■ **DESCRIPTION OF THE TASK**
Edit the rows from the line that has "Please mark the eyeglasses" through the end of the rows, replacing "in this photograph" with "in this image" and changing nothing else. Omit the pictures from your answer.

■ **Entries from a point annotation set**
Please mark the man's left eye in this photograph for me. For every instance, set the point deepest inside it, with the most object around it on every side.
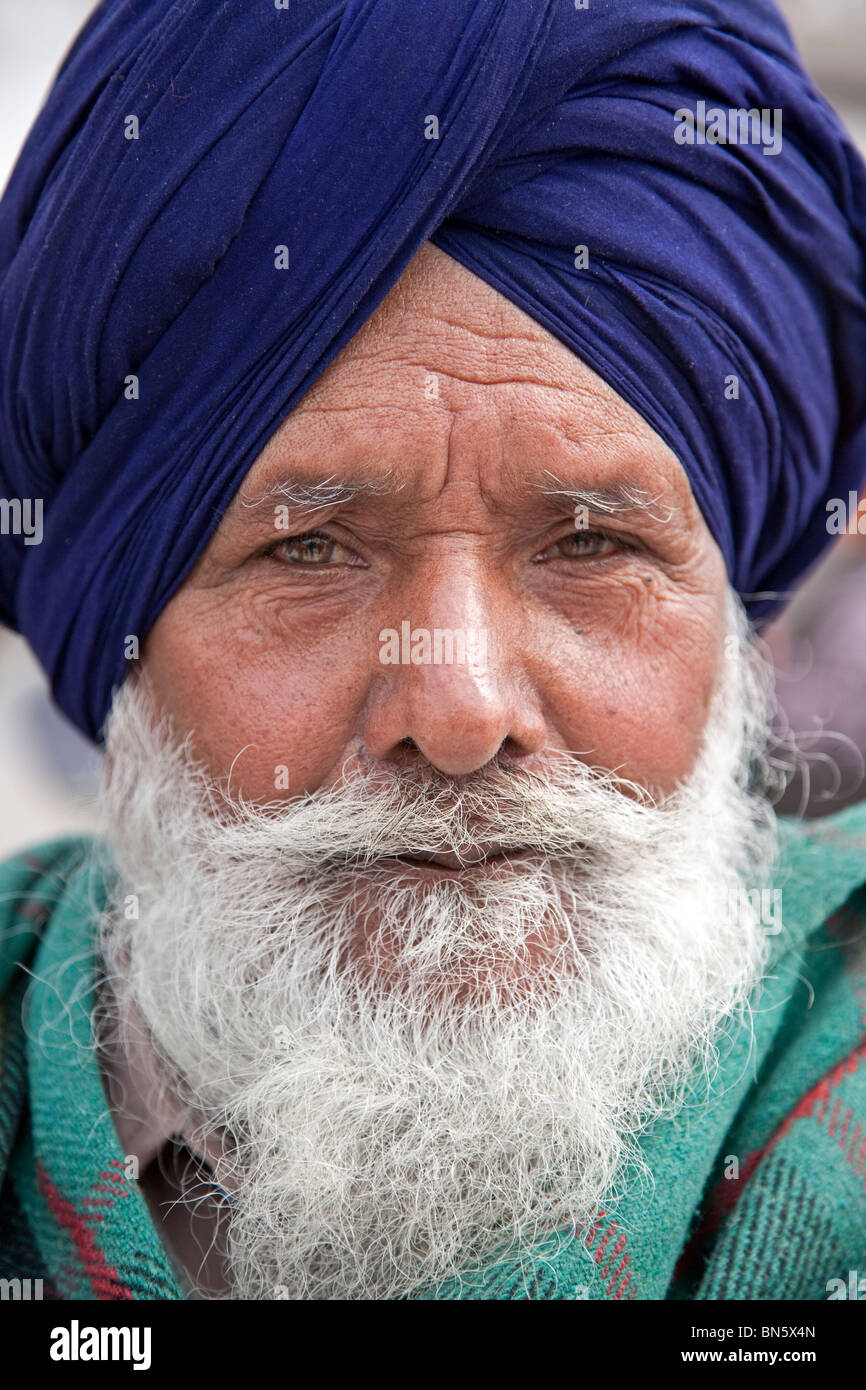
(312, 549)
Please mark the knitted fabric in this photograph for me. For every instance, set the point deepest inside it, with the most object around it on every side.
(755, 1191)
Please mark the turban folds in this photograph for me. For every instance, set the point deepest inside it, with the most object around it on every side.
(309, 128)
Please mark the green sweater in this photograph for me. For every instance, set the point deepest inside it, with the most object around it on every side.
(758, 1191)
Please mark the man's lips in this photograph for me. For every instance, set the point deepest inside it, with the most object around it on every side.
(477, 856)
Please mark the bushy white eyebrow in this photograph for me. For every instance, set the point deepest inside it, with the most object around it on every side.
(617, 498)
(312, 495)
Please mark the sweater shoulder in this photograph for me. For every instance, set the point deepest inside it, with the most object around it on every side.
(32, 884)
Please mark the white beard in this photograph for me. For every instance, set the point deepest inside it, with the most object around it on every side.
(413, 1091)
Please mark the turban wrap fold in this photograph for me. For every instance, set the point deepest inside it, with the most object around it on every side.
(307, 127)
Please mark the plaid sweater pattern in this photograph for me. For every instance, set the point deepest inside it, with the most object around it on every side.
(756, 1191)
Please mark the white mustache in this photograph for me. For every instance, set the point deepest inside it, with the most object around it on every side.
(563, 811)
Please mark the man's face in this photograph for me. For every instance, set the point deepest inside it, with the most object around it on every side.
(439, 965)
(483, 481)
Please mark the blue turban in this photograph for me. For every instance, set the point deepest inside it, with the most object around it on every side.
(722, 292)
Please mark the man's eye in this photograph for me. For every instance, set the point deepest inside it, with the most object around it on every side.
(313, 548)
(581, 545)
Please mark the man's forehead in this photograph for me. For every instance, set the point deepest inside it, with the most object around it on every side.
(392, 419)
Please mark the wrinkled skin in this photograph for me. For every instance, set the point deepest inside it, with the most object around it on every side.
(459, 409)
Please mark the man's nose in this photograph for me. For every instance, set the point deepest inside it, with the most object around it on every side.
(451, 683)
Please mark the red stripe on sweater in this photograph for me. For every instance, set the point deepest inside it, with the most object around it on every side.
(104, 1280)
(726, 1193)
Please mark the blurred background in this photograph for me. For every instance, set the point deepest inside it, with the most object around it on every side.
(47, 770)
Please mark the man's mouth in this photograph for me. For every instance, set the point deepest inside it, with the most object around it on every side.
(451, 862)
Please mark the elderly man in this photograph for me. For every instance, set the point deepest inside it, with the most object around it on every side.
(420, 420)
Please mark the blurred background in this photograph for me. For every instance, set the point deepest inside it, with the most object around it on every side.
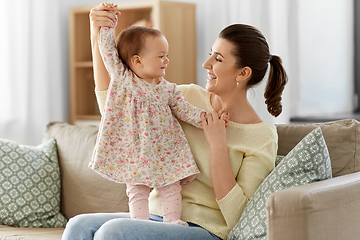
(317, 40)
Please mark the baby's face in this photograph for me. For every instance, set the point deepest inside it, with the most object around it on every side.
(154, 58)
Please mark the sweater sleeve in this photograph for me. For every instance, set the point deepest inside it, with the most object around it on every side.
(256, 165)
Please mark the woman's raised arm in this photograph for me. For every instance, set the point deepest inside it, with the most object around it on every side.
(100, 16)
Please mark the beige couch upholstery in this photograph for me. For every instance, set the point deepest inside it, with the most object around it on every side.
(324, 210)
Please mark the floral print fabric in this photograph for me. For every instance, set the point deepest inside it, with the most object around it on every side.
(140, 141)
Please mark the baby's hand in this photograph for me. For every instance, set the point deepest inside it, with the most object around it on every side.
(224, 116)
(111, 8)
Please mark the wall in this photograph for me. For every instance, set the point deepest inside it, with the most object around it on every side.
(316, 50)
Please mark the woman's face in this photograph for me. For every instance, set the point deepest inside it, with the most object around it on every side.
(222, 72)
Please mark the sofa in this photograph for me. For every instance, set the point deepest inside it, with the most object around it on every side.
(328, 209)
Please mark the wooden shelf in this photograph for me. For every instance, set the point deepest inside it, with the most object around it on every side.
(177, 22)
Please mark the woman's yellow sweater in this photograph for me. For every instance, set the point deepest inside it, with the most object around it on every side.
(252, 151)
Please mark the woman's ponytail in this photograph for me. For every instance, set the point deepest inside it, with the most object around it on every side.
(251, 49)
(275, 86)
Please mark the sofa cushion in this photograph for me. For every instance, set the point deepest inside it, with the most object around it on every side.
(83, 190)
(30, 185)
(307, 162)
(341, 138)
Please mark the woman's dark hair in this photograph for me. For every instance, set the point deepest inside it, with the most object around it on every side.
(131, 41)
(252, 50)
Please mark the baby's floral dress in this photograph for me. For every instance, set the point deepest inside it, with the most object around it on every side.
(139, 140)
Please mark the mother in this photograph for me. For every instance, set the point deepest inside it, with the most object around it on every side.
(233, 161)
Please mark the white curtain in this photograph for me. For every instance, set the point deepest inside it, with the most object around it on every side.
(32, 78)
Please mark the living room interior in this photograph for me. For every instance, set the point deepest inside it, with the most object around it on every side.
(313, 38)
(318, 41)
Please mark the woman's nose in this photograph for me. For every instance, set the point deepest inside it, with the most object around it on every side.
(207, 64)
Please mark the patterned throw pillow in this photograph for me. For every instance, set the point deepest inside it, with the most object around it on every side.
(30, 185)
(307, 162)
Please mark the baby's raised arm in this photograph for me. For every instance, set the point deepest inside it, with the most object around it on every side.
(100, 16)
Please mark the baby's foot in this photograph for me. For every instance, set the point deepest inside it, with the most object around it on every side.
(180, 222)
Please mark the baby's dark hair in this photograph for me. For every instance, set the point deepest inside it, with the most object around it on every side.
(131, 41)
(252, 50)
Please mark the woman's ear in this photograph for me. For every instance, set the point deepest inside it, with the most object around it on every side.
(244, 74)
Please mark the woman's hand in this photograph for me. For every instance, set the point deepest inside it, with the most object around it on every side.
(104, 15)
(221, 172)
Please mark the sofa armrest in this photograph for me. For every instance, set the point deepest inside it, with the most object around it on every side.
(328, 209)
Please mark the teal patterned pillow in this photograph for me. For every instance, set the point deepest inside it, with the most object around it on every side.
(307, 162)
(30, 185)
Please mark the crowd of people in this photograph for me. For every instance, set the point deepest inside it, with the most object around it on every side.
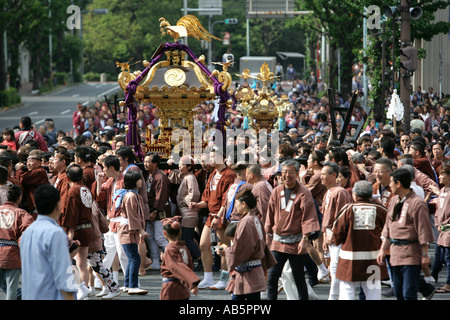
(84, 207)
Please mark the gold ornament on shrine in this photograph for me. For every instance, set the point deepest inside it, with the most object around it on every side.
(175, 85)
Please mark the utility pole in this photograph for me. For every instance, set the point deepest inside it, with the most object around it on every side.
(405, 75)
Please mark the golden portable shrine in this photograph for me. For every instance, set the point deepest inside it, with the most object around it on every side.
(177, 85)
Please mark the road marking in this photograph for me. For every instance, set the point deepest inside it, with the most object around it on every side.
(107, 92)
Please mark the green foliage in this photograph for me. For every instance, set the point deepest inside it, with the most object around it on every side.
(9, 97)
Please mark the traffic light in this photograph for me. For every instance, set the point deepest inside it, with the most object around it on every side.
(231, 21)
(411, 61)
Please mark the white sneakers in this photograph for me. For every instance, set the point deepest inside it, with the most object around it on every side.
(137, 291)
(323, 274)
(206, 284)
(111, 295)
(83, 291)
(220, 285)
(104, 292)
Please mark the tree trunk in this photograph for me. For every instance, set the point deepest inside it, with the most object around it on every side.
(2, 64)
(36, 63)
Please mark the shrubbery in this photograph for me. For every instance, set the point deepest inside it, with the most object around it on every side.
(9, 97)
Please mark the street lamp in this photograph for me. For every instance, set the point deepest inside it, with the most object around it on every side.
(408, 53)
(96, 11)
(226, 21)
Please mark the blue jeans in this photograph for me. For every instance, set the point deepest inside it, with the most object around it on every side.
(297, 263)
(406, 281)
(134, 261)
(442, 256)
(9, 280)
(187, 235)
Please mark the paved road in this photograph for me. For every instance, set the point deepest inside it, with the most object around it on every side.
(58, 105)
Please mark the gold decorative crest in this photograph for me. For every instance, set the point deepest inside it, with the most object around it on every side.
(175, 77)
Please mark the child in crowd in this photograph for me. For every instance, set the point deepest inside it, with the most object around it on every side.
(131, 230)
(9, 140)
(176, 267)
(249, 254)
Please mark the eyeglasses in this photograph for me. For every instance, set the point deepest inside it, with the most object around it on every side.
(379, 171)
(289, 172)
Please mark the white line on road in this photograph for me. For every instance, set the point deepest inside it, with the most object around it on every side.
(107, 92)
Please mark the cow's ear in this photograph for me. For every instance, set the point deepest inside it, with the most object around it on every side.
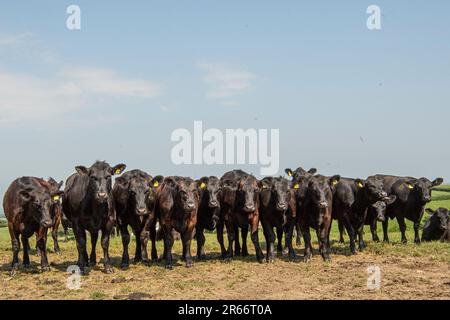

■ **THE ANSWER**
Please mark the eyeglasses in this image for me. For every instance, set the point deepest inside it, with the most object around it on every side.
(379, 171)
(289, 172)
Please mark the white line on road in this image for me. For every instance, set the point deepest inside it, with the most object around it on every side.
(107, 92)
Please mark the cow's ear in this image for me. For every instance, set the point deepest inside it, with the most object around it on every side.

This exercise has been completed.